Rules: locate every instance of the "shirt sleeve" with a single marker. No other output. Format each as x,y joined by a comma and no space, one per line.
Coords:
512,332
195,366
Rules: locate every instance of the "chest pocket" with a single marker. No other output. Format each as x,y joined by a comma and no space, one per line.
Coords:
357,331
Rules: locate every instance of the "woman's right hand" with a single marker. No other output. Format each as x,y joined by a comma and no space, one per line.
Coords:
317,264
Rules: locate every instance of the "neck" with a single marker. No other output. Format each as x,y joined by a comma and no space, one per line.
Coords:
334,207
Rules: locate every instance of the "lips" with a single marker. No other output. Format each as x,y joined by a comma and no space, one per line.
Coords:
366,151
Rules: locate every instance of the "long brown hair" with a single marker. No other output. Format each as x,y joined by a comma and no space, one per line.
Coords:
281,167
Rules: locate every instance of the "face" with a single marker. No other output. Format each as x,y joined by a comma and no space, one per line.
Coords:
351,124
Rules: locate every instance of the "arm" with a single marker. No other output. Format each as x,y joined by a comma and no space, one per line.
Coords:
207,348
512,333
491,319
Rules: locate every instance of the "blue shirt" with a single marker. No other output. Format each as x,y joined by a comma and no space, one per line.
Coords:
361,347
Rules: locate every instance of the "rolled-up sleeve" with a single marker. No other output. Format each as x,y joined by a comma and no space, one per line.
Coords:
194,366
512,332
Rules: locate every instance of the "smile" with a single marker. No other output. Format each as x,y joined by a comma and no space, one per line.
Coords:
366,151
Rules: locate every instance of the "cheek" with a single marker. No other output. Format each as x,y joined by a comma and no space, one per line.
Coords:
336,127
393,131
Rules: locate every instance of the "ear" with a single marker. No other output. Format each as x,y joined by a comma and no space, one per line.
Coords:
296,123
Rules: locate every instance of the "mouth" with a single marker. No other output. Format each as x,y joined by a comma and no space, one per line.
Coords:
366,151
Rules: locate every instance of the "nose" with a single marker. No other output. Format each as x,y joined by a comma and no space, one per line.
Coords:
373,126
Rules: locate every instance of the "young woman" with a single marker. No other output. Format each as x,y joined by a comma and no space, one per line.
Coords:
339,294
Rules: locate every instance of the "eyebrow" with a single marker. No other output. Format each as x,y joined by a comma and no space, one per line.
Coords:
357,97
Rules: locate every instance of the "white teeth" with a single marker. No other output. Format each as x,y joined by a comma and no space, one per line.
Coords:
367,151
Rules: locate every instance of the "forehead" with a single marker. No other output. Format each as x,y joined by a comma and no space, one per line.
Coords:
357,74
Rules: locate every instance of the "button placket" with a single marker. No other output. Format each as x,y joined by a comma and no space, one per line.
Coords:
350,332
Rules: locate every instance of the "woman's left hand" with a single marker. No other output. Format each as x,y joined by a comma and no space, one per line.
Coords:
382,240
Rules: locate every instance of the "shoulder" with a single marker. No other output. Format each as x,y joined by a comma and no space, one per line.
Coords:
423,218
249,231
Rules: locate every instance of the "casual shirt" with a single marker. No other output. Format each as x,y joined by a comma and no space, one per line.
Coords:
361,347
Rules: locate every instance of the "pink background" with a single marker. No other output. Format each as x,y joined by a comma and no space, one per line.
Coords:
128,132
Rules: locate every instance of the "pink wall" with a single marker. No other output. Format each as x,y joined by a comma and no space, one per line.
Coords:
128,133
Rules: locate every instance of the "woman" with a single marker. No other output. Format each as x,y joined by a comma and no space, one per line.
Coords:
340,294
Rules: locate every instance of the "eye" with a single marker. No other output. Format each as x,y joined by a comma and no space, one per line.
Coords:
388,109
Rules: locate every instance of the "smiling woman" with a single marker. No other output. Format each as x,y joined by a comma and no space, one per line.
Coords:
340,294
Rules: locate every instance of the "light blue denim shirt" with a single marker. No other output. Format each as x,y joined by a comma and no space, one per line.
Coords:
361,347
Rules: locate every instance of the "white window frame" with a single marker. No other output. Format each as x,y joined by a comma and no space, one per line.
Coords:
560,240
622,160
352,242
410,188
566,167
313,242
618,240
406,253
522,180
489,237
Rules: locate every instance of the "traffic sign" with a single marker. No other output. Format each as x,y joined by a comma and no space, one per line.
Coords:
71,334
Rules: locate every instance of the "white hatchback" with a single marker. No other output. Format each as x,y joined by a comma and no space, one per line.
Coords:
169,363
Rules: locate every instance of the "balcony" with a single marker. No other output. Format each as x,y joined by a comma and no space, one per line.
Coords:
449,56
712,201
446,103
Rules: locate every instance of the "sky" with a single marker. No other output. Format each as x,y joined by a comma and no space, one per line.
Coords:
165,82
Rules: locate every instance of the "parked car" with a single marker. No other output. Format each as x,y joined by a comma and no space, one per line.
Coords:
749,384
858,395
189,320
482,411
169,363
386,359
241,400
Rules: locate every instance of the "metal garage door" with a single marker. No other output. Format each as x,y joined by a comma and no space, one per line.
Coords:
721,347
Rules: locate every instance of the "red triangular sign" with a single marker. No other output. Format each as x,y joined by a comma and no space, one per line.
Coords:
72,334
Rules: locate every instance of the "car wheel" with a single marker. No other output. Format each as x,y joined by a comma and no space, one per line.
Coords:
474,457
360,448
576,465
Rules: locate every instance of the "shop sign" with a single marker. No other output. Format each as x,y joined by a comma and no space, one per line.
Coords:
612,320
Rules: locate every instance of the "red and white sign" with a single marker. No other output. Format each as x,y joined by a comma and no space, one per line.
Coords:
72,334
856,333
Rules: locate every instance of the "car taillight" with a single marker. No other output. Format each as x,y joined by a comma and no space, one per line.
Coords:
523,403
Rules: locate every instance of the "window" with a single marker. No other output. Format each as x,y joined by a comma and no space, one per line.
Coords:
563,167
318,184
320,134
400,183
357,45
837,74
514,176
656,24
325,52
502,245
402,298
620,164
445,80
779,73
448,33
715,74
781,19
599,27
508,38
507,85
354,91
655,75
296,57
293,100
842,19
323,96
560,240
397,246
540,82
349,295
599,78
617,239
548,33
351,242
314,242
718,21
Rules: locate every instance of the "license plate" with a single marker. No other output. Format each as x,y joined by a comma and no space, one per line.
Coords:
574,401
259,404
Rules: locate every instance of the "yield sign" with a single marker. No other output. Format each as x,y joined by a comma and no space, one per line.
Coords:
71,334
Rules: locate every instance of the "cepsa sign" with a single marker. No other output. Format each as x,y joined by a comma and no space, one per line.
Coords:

----------------------------------------

Task requirements:
Go through the listing and copy all of it exactly.

Exercise result:
Rules: locate every instance of the "shirt sleeve" with a single marker. No other output. Format each as x,y joined by a comma and no space, one per line.
Coords:
512,332
195,366
Rules: locate every instance of the "chest pocket" with a single marker. No other output. Format each as x,y joined by a comma and no space, one per line.
Coords:
357,331
Rules: locate every instance of the "woman's right hand" with a single marker. No other output. Format each as x,y joined by a comma and no space, one per line.
Coords:
317,264
Rules: locate every instance of the "neck" with a single marker. No other output. Format each as x,y joined by a comma and no space, one per line.
Coords:
334,207
Rules: locate every instance of the "lips" with a single marker. No other output. Format each as x,y joined by a comma and no space, one per line.
Coords:
366,151
Rules: locate every instance of the "long brown hair" with a single marker. No other output. Format each as x,y joined by a comma and no space, one per line.
Coords:
281,167
Rules: locate every instance of the "face" with a single marker. No other output. Format each as x,y joined by a comma and no space, one per line.
Coords:
351,124
Rules: locate every instance of the "arm" with a single marker. No other output. Format each as x,y joined by a comma and no space, one per line.
Coords:
207,348
512,333
491,319
Rules: locate every instance of the "blue shirt" with a single marker. No other output. Format each as x,y joined by a comma and no space, one per line.
Coords:
361,347
Rules: locate every instance of the "rolled-up sleeve" with a single marker. No other output. Format each as x,y joined by a comma and no space, one per line.
Coords:
194,366
512,332
Rules: locate every instance of the "smile" with a single marker. No other output. Format each as x,y joined by a comma and no space, one per line.
Coords:
366,151
Rules: locate every instance of the "cheek" with a single marker. No other output. Format each as x,y joined by a comma and no space, one per line.
Coords:
336,127
393,131
Rules: locate every instance of the "ear" with a single marker. No other output. Format each as x,y joined by a comma and no space, one per line.
Coords:
296,123
Rules: locate every instance of the "mouth" with a single marker. No other output. Format each as x,y joined by a comma and no space, one per line.
Coords:
366,151
Rules: locate every instance of the "nose" with a single marker. No other output. Format each as x,y joined by a comma and no space, one per line.
Coords:
373,126
Rules: locate every instance of the "young woman" with a single marker. No other output. Format each as x,y joined by a comma and no space, one per line.
Coords:
339,294
Rules: locate every instance of the "eyebrow" with a single marker. No other output. Format each as x,y joined by a comma and no space, one per line.
Coords:
357,97
Rules: locate every instance of the "white teeth" with a single marker. No other output. Format each as x,y joined by a comma and no space, one per line.
Coords:
367,151
Rules: locate every instance of the "forehead" with a single marker. No other output. Format each as x,y joined by a comma and no space, one per line.
Coords:
357,74
Rules: locate every instance of the "button placket" with a single marker. No other output. Format each as x,y joined by a comma and no space, one per line.
Coords:
350,332
Rules: locate every instance of the "woman's left hand" with a single marker. No other output. Format each as x,y joined by a comma and no space, one per line.
Coords:
382,240
Rules: locate every instance of the "shoulder" with a single marker. No other output. Format each as x,y joined by a comma and no space, one per line.
Coords:
423,218
249,231
Rules: locate every instance of the "casual shirt" with a single marker. No other output. Format each as x,y joined by a comma and no space, one per line.
Coords:
361,347
Rules: locate every instance of the "pink background" with a single marker. No other output. Format each as x,y joined by a comma and no space, one per line.
Coords:
128,132
Rules: locate every instance of the "pink wall" with a single marker. No other output. Format each as x,y joined by a comma and no space, one per line.
Coords:
128,133
Rules: locate every instance of the "woman" with a single marker. No other output. Format each as x,y joined by a comma and no space, one per line.
Coords:
340,294
Rules: locate every instance of the "eye" with a single marker. No other output. Format each as x,y joined by a comma and no space, one per line.
Coords:
388,109
Rules: locate every instance of the "smiling woman" with a single marker. No other output. Format each as x,y joined by a comma and no space, one per line.
Coords:
340,294
Rules: locate every instance of the "light blue denim shirt" with a single marker. No other output. Format each as x,y joined by a comma and no space, one per line.
Coords:
361,347
Rules: locate every instance of the "white window frame" with a single marker. No other output. Format each as x,y joined by a comma and no space, one per line.
Coords:
560,240
622,160
352,242
410,188
566,167
313,242
618,240
406,253
522,180
489,237
Rules: locate every instance of the "traffic sign" with a single marker. No other output. Format each as x,y joined by a comma and no space, one per line.
Coords:
71,334
Rules: locate every instance of the "white hatchback" with a single marker. No other output. Format each as x,y joined by a comma and no space, one per line.
Coords:
169,363
Rules: locate every instance of the "balcony" with a single marker. No other output. Format each as x,y joined by a comma and no space, one per line.
Coords:
449,56
712,201
446,103
Rules: locate every instance of the "sky" with a single marker. No other output. Format each as x,y joined by a comma and no space, one per line.
Coords:
165,82
Rules: locate every instance of the "parked car" with a single marker. No other output. Format each as x,y joined by a comma and no space, one per line.
Coords:
749,384
858,395
189,320
482,411
169,363
386,359
241,400
Rules: locate every instance of the "metal garage door" with a single marker. No other output. Format each as x,y joined by a comma and no space, one per line.
Coords:
721,347
Rules: locate every instance of the "red triangular sign" with a single marker. No other output. Format each as x,y joined by a comma and no space, one per line.
Coords:
72,334
Rules: locate every instance of the "car wheel" with a single marker. No other output. Format each as x,y joined by a comma and no space, one per line.
Coords:
474,457
360,448
576,465
Rules: locate every instance of the "shop sign" with a single marker. No other output. Format each as x,y joined by a comma and no space, one per line.
Coords:
612,320
Rules: locate every instance of the "red and white sign" with a single marker. No other output. Format each as x,y joined by a comma and no space, one per line.
Coords:
72,334
856,333
Rules: locate every instance of the "car taillight" with a single marker. No other output. Format each as x,y joined by a comma and no space, one per line.
Coords:
523,403
Rules: locate every instance of the "window" with a single marker. No other output. Format each as x,y joined by a comma and no space, one per line.
Coords:
563,167
318,184
320,134
400,183
357,45
837,74
514,176
656,24
325,52
502,245
402,298
620,164
445,80
779,73
448,33
715,74
781,19
599,27
508,38
507,85
354,91
655,75
296,57
293,100
842,19
323,96
560,240
397,246
540,82
349,295
599,78
617,239
548,33
351,242
314,242
718,21
Rules: locate every instance of the "license plate" with a single marker. No other output. Format each as x,y joined by a comma and no space, one per line.
Coords:
574,401
259,404
Rules: locate every instance of the "yield sign" with a single marker. No other output. Format each as x,y joined by a comma and no space, one per line.
Coords:
71,334
Rules: locate every instance of the "cepsa sign" with a single marker. No other output. Format each as x,y joined by a comma and no space, one per line.
Coords:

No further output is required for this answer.